## Exercise prompt
Reproduce the data below line for line, with no changes.

###

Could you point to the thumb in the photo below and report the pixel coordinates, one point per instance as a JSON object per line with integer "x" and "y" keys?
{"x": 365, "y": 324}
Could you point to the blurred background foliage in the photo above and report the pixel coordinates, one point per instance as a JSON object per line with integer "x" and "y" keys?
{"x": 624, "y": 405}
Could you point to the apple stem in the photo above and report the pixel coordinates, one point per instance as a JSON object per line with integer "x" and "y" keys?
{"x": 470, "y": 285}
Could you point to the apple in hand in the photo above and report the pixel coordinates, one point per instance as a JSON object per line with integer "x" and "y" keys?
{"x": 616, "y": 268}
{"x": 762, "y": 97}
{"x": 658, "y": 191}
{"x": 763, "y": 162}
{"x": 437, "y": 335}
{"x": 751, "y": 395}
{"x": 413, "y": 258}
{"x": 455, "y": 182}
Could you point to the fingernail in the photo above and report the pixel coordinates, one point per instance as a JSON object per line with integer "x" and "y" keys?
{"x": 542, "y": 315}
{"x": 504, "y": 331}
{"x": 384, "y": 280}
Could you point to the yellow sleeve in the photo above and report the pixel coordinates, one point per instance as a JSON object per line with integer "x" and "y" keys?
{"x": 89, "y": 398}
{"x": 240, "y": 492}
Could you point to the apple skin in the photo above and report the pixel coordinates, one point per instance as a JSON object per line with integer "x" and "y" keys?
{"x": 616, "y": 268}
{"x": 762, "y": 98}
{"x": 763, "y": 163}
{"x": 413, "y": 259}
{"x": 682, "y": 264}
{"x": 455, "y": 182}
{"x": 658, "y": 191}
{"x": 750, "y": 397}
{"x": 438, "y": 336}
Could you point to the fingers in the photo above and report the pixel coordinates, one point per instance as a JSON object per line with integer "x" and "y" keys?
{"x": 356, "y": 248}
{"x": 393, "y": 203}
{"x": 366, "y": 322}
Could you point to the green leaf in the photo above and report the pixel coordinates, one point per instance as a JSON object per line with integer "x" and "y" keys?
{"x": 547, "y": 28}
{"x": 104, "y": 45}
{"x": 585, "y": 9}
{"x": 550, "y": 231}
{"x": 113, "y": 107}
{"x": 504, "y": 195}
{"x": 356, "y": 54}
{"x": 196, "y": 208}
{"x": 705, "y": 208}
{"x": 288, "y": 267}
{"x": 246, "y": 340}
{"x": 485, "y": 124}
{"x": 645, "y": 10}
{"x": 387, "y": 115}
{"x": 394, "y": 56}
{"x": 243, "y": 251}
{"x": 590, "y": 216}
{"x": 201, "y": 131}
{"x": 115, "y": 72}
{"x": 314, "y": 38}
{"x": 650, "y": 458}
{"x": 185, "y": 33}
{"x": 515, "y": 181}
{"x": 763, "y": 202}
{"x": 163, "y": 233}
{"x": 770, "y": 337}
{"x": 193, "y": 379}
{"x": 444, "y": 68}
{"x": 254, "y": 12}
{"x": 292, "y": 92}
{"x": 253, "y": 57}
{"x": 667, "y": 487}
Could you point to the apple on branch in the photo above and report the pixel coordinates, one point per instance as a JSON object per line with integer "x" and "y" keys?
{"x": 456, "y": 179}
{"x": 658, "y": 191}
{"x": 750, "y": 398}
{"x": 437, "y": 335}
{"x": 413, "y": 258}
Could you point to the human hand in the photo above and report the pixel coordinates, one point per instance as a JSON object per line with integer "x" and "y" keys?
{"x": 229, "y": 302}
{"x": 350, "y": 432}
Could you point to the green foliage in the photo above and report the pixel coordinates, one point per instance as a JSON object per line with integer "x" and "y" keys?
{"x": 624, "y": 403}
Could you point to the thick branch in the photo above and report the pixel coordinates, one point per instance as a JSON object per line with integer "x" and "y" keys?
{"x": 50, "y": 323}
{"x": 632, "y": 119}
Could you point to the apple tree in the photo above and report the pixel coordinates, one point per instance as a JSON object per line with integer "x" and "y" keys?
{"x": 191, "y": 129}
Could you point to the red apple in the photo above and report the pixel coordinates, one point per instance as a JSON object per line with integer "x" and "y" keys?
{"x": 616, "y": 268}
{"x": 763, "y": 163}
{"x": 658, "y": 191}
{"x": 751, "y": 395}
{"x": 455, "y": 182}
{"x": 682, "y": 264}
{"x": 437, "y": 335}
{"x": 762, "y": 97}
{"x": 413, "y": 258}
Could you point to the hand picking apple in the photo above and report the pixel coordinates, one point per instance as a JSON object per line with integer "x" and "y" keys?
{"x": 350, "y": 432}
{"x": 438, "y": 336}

###

## Solved exercise
Could you point to the thumb in the photo below and report the pixel coordinates, one point per instance as a JSON object per line with integer "x" and "y" keys?
{"x": 365, "y": 324}
Could you point to the blurred background foliage in the photo above and report the pixel coordinates, one point per instance as a JSON object per line with integer "x" and "y" keys?
{"x": 624, "y": 405}
Could you point to the apple stem in the photo above and report the pixel coordinates, one point per instance as a JSON object per line with integer "x" and "y" keys?
{"x": 470, "y": 285}
Could you point to the apple in hand in the photo above and report the pixel coordinates, one point per instance as a JSON object per line with integer "x" and "y" keys?
{"x": 616, "y": 268}
{"x": 762, "y": 97}
{"x": 658, "y": 191}
{"x": 763, "y": 162}
{"x": 437, "y": 335}
{"x": 751, "y": 395}
{"x": 413, "y": 258}
{"x": 455, "y": 182}
Could you point to the fingernail in the photo above and report the pixel coordinates, one point per instance as a JSON object per line with integer "x" and "y" keys?
{"x": 542, "y": 315}
{"x": 504, "y": 331}
{"x": 384, "y": 280}
Could you point to the yellow sleeve in the photo above and report the pixel coordinates, one point per instance as a JSON object per line with integer "x" and "y" keys?
{"x": 89, "y": 398}
{"x": 240, "y": 492}
Could you point to the apple skin in the photo above and report the pixel coordinates, one point per instance as a JSON object per line with integer "x" and "y" keys?
{"x": 616, "y": 268}
{"x": 762, "y": 98}
{"x": 763, "y": 163}
{"x": 413, "y": 259}
{"x": 682, "y": 264}
{"x": 455, "y": 182}
{"x": 658, "y": 191}
{"x": 750, "y": 397}
{"x": 438, "y": 336}
Could you point to the fingers in the photo above and report the pixel coordinates, one point per instance as a JSON object per line with integer "x" and "y" keys?
{"x": 356, "y": 248}
{"x": 393, "y": 203}
{"x": 366, "y": 322}
Could you point to the green leaf in the photo above and report the pixel coordinates, one point per instance as a JSON object per line with integer "x" and "y" keys?
{"x": 547, "y": 28}
{"x": 104, "y": 45}
{"x": 585, "y": 9}
{"x": 550, "y": 231}
{"x": 113, "y": 107}
{"x": 504, "y": 195}
{"x": 356, "y": 54}
{"x": 196, "y": 208}
{"x": 705, "y": 208}
{"x": 288, "y": 267}
{"x": 246, "y": 340}
{"x": 485, "y": 124}
{"x": 645, "y": 10}
{"x": 387, "y": 115}
{"x": 394, "y": 56}
{"x": 243, "y": 251}
{"x": 590, "y": 216}
{"x": 201, "y": 131}
{"x": 115, "y": 72}
{"x": 314, "y": 38}
{"x": 650, "y": 458}
{"x": 185, "y": 33}
{"x": 515, "y": 181}
{"x": 763, "y": 202}
{"x": 163, "y": 233}
{"x": 770, "y": 337}
{"x": 193, "y": 379}
{"x": 444, "y": 68}
{"x": 254, "y": 12}
{"x": 292, "y": 92}
{"x": 253, "y": 57}
{"x": 667, "y": 487}
Could you point to the apple on branch in the photo above and report the pixel coordinates, one point per instance as a JSON object per line with integer "x" and "y" keys?
{"x": 456, "y": 179}
{"x": 658, "y": 191}
{"x": 750, "y": 398}
{"x": 437, "y": 335}
{"x": 413, "y": 258}
Could you point to the human hand in the photo above and report the pixel coordinates, one point per instance as a JSON object per line with integer "x" and "y" keys?
{"x": 229, "y": 302}
{"x": 350, "y": 432}
Could you point to the green foliage in the photo above and report the pixel coordinates, one point per instance as a JSON object per line with integer "x" and "y" keys?
{"x": 624, "y": 403}
Could you point to the thick branch in the photo above and report the pixel coordinates, one point per instance as a JSON object per line with integer "x" and "y" keys?
{"x": 50, "y": 323}
{"x": 632, "y": 119}
Could you point to the apple tree in the photo above and report the pixel coordinates, one point per instance as a JSON object per line with integer "x" and "y" keys?
{"x": 191, "y": 129}
Could you point to the red apple in the photo above and report the pixel coordinates, one point per instance as a JSON object per line with integer "x" and "y" keys?
{"x": 616, "y": 268}
{"x": 763, "y": 163}
{"x": 658, "y": 191}
{"x": 751, "y": 395}
{"x": 455, "y": 182}
{"x": 682, "y": 264}
{"x": 437, "y": 335}
{"x": 762, "y": 97}
{"x": 413, "y": 258}
Could you point to the hand picking apple in the photo above and report the pixel coordinates, one point per instance as a JSON object per line with integer "x" and "y" keys?
{"x": 350, "y": 432}
{"x": 438, "y": 336}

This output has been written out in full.